## MATERIALS PROVIDED
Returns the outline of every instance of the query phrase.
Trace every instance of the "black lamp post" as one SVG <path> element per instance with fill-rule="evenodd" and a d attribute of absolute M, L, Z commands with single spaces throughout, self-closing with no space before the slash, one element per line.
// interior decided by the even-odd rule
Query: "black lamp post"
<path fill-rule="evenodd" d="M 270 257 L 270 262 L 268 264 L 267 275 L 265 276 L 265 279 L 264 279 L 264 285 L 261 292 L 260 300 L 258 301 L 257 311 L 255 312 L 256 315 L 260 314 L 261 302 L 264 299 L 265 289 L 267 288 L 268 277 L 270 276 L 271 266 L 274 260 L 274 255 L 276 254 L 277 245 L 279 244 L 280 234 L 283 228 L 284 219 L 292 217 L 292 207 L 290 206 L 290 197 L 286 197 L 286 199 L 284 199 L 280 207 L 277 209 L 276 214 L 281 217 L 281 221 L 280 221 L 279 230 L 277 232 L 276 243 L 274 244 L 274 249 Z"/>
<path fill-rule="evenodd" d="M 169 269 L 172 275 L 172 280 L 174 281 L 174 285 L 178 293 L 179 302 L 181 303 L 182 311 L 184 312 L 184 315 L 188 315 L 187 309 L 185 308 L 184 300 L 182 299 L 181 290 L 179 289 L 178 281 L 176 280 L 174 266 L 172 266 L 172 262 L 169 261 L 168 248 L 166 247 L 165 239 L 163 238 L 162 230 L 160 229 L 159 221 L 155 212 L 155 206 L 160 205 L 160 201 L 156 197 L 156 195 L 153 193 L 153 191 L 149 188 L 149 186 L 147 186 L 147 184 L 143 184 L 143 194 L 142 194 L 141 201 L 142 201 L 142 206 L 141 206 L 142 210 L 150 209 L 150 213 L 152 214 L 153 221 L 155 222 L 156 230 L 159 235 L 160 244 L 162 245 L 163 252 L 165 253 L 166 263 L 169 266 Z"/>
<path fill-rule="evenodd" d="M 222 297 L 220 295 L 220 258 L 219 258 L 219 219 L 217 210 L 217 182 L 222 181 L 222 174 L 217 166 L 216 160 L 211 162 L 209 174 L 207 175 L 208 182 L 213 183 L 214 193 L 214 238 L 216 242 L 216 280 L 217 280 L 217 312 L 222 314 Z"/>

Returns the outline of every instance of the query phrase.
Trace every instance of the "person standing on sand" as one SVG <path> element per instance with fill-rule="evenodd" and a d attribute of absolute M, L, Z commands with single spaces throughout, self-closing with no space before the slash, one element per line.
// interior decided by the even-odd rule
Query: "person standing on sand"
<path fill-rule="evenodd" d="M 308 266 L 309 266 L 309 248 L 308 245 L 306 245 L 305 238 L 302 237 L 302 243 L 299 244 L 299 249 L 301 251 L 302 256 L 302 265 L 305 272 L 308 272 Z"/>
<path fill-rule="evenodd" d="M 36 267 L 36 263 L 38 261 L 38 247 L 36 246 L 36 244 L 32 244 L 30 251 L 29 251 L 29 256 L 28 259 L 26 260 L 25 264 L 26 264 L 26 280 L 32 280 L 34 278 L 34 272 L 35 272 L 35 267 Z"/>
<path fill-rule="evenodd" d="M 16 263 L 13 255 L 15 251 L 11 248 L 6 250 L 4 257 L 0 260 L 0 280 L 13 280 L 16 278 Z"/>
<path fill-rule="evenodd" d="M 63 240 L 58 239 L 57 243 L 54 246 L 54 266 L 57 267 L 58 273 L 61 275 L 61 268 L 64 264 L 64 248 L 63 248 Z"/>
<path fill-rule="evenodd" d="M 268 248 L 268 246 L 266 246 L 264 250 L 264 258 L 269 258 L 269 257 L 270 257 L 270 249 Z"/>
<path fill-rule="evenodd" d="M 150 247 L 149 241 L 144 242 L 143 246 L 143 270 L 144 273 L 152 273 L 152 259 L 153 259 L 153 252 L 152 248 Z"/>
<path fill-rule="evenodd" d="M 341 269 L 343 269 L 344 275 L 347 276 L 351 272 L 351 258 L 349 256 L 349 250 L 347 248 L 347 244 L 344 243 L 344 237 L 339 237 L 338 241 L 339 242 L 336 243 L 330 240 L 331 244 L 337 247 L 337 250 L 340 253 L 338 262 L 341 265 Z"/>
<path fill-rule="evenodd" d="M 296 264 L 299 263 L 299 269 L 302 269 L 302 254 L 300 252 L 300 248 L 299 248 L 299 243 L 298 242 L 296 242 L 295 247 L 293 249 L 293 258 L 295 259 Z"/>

## INSTRUCTION
Write out every line of the rows above verbatim, keeping each character and line break unchanged.

## RESULT OF THIS EXERCISE
Returns the outline of every instance of the query phrase.
Trace every instance of the "black lamp post" as one SVG <path> element per instance with fill-rule="evenodd" and a d attribute of absolute M, L, Z commands with single spaces throughout, self-closing with no space before the slash, one element per line.
// interior decided by the even-odd rule
Query: "black lamp post"
<path fill-rule="evenodd" d="M 270 257 L 270 262 L 268 264 L 267 275 L 265 276 L 265 279 L 264 279 L 264 285 L 261 292 L 260 300 L 258 301 L 257 311 L 255 312 L 256 315 L 260 314 L 261 302 L 264 299 L 265 289 L 267 288 L 268 277 L 270 276 L 271 266 L 274 260 L 274 255 L 276 254 L 277 245 L 279 244 L 280 234 L 283 228 L 284 219 L 292 217 L 292 207 L 290 206 L 290 197 L 286 197 L 286 199 L 284 199 L 280 207 L 277 209 L 276 214 L 281 217 L 281 221 L 280 221 L 279 230 L 277 232 L 276 243 L 274 244 L 274 249 Z"/>
<path fill-rule="evenodd" d="M 169 269 L 172 275 L 172 280 L 174 281 L 174 285 L 178 293 L 179 302 L 181 303 L 182 311 L 184 312 L 184 315 L 188 315 L 187 309 L 185 308 L 184 300 L 182 299 L 181 290 L 179 289 L 178 281 L 176 280 L 174 266 L 172 266 L 172 262 L 169 261 L 168 248 L 166 247 L 165 239 L 163 238 L 162 230 L 160 229 L 159 221 L 155 212 L 155 206 L 160 205 L 160 201 L 156 197 L 156 195 L 153 193 L 153 191 L 149 188 L 149 186 L 147 186 L 147 184 L 143 184 L 143 194 L 142 194 L 141 201 L 142 201 L 142 206 L 141 206 L 142 210 L 150 209 L 150 213 L 152 214 L 153 221 L 155 222 L 156 230 L 159 235 L 160 244 L 162 245 L 163 252 L 165 253 L 166 263 L 169 266 Z"/>
<path fill-rule="evenodd" d="M 222 297 L 220 295 L 220 258 L 219 258 L 219 219 L 217 210 L 217 182 L 222 181 L 222 174 L 217 166 L 216 160 L 211 162 L 209 174 L 207 175 L 208 182 L 213 183 L 214 193 L 214 238 L 216 242 L 216 280 L 217 280 L 217 312 L 222 314 Z"/>

Returns the outline of every instance of the query phrase.
Trace every instance of the "person standing on sand" as one SVG <path> element per instance with fill-rule="evenodd" and a d attribute of absolute M, L, Z commands with single spaces throughout, self-closing with no space before the slash, one element per line.
// interior decided by the even-odd rule
Query: "person standing on sand"
<path fill-rule="evenodd" d="M 308 266 L 309 266 L 309 248 L 308 245 L 306 245 L 305 238 L 302 237 L 302 243 L 299 244 L 299 249 L 301 251 L 302 256 L 302 265 L 305 272 L 308 272 Z"/>
<path fill-rule="evenodd" d="M 36 267 L 36 263 L 38 261 L 38 247 L 36 246 L 36 244 L 32 244 L 30 251 L 29 251 L 29 256 L 28 259 L 26 260 L 25 264 L 26 264 L 26 280 L 32 280 L 34 278 L 34 272 L 35 272 L 35 267 Z"/>
<path fill-rule="evenodd" d="M 16 263 L 13 255 L 15 251 L 11 248 L 6 250 L 4 257 L 0 260 L 0 280 L 13 280 L 16 278 Z"/>
<path fill-rule="evenodd" d="M 63 240 L 58 239 L 57 243 L 54 246 L 54 266 L 57 267 L 58 273 L 61 275 L 61 268 L 64 264 L 64 248 L 63 248 Z"/>
<path fill-rule="evenodd" d="M 268 248 L 268 246 L 266 246 L 264 250 L 264 258 L 269 258 L 269 257 L 270 257 L 270 249 Z"/>
<path fill-rule="evenodd" d="M 150 247 L 149 241 L 144 242 L 143 246 L 143 270 L 144 273 L 152 273 L 152 259 L 153 259 L 153 252 L 152 248 Z"/>
<path fill-rule="evenodd" d="M 341 269 L 343 269 L 344 275 L 347 276 L 351 272 L 351 258 L 349 256 L 349 250 L 347 248 L 347 244 L 344 243 L 344 237 L 339 237 L 338 241 L 339 242 L 336 243 L 330 240 L 331 244 L 337 247 L 337 250 L 340 253 L 338 262 L 341 265 Z"/>
<path fill-rule="evenodd" d="M 296 264 L 299 263 L 299 269 L 302 269 L 302 254 L 300 252 L 300 248 L 299 248 L 299 243 L 298 242 L 296 242 L 295 247 L 293 249 L 293 258 L 295 259 Z"/>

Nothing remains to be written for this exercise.